WHAT THE TASK REQUIRES: Reproduce, unchanged, everything from the line containing "Target: tree" down to the last line of the rows, including both of those lines.

INPUT RECORDS:

┏━━

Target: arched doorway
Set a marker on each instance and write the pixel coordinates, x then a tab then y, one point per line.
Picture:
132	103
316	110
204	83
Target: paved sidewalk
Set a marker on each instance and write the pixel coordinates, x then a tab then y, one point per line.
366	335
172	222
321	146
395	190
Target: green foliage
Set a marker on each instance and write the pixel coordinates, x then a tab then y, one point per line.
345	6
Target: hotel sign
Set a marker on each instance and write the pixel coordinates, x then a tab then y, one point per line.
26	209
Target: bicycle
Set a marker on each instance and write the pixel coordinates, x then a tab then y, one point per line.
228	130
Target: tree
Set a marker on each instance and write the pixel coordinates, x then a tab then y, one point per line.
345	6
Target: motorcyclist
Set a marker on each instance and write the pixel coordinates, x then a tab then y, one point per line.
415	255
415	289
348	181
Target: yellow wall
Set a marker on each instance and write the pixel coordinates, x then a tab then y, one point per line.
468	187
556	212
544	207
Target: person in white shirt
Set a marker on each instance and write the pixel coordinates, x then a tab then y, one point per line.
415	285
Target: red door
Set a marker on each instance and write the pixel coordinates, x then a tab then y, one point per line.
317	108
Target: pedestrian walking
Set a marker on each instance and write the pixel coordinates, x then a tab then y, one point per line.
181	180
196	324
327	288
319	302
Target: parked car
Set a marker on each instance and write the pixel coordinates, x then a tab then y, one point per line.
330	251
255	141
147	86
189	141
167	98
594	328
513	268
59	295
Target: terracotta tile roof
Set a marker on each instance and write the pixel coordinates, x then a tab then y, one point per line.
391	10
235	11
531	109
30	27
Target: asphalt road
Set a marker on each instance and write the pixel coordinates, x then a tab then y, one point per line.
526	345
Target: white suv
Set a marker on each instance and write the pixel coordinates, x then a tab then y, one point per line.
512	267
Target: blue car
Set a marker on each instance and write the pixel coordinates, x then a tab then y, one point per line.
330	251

┗━━

THE REPLY:
Target: tree
Set a marker on each instance and write the pixel coordinates, x then a tab then y, one point per line.
345	6
Target: motorcyclist
Set a marker on each instance and write the pixel coordinates, x then a tab then y, one point per line.
415	255
415	289
348	181
Target: yellow wall
Set a marker on each instance and write the pixel coordinates, x then a tab then y, one point per line.
468	187
556	212
544	207
Target: person in white shirt
Set a marker on each instance and write the pixel coordinates, x then a tab then y, one point per line.
415	285
Target: red door
Set a marker on each instance and write the pixel coordinates, x then a tab then y, one point per line.
317	108
Target: pedestrian walking
Set a marker on each instance and write the pixel coordinates, x then a tab then y, one point per line.
181	180
196	324
327	288
319	302
Target: parked car
Set a marker on each instance and write the pixel coordinates, x then a tab then y, one point per line.
330	251
255	141
147	86
189	141
167	98
594	328
513	268
59	295
Target: terracotta tile roof
Set a marker on each instance and write the pixel coordinates, x then a tab then y, one point per line.
391	10
235	11
531	109
30	27
Target: asphalt road
Set a marker on each instance and write the pixel coordinates, x then a tab then y, one point per line.
526	345
Target: white suv
Set a marker on each instance and write the pixel coordinates, x then a tab then y, one point per line.
512	267
Target: blue car
Set a marker on each instance and write the pixel coordinates, x then a tab then y, one point per line.
330	251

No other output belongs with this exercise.